[Items drawn from a data source]
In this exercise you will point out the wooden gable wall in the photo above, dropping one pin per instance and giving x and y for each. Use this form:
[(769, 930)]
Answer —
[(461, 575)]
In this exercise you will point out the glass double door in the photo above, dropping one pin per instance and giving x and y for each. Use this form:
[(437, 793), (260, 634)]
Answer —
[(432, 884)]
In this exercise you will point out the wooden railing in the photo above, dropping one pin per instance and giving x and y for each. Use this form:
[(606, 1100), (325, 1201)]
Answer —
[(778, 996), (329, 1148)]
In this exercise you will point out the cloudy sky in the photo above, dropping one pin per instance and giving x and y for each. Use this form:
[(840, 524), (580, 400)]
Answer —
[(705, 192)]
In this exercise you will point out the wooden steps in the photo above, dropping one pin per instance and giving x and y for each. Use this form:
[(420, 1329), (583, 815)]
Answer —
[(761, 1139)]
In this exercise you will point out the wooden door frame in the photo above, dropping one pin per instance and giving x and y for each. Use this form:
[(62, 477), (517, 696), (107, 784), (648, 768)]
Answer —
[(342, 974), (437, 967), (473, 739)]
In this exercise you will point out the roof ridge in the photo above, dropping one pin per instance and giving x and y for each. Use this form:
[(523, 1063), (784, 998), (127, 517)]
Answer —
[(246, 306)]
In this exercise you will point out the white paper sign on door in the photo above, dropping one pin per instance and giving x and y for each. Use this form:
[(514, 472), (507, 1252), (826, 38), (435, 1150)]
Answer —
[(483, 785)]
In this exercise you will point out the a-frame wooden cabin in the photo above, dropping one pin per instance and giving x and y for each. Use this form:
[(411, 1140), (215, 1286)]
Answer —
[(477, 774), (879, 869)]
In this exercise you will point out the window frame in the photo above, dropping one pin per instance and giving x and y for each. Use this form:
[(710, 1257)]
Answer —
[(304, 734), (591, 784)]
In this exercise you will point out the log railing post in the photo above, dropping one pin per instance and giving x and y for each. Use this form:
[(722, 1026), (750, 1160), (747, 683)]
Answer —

__PROBLEM DESCRIPTION__: Please write out all of the material above line for line, keeping every word and number unchanged.

__EXERCISE RESPONSE__:
In this exercise you will point out the wooden gable wall in the photo above, dropping one pin per instance and giving x and y for each. Use this form:
[(769, 930)]
Answer —
[(461, 575)]
In this exercise you will point out the glass double door in the photo above, dropping one pin per instance and giving x and y for each. Use this form:
[(437, 793), (260, 634)]
Answer —
[(432, 884)]
In this exercise you will point out the wooden railing in the photo above, dropping one pin per instance and giving x and y for each. Use this form:
[(606, 1100), (325, 1201)]
Answer —
[(778, 996), (329, 1148)]
In this exercise you will point out the cloudy sky in the photo above, dropping one pin per instance and giving x and y for each. Use this form:
[(840, 524), (580, 400)]
Answer —
[(705, 192)]
In this exercise you will point out the wooden steps in the photo above, dropping one pin per instance and giving x and y for each. Use this form:
[(420, 1329), (583, 815)]
Answer —
[(761, 1139)]
In this exercise you will point out the wooden door frame in the photo above, dropping one pin per instance and giving x and y for each. Use this form:
[(62, 477), (517, 696), (107, 784), (648, 768)]
Answer —
[(342, 974), (437, 967), (473, 739)]
In this exercise you will point out the roof ridge in the photo above, dropping one pin per instance and giving x and y for each. Use this form:
[(523, 1063), (784, 998), (127, 517)]
Answer —
[(246, 306)]
In this exercise you will point out the white paper sign on door in the photo above, dropping one pin per instance and giving x and y for each. Use this form:
[(514, 472), (507, 1252), (826, 38), (435, 1150)]
Answer —
[(483, 785)]
In this exercise you will point out the a-frame wooden cabin in the photo above, dropping one pin per instance and giving x and y for each. Use this form:
[(411, 1140), (215, 1286)]
Answer —
[(477, 774), (879, 869)]
In this exercise you will point out the window frame in the photo above, dropping one pin per instance and giving x and y for each. Use this form:
[(710, 1257)]
Answer —
[(304, 734), (591, 784)]
In this exercise you will point out the log railing post in the photo above, dropping one pin per instance and giving x and y for each. Use this form:
[(722, 1026), (750, 1160), (747, 683)]
Answer —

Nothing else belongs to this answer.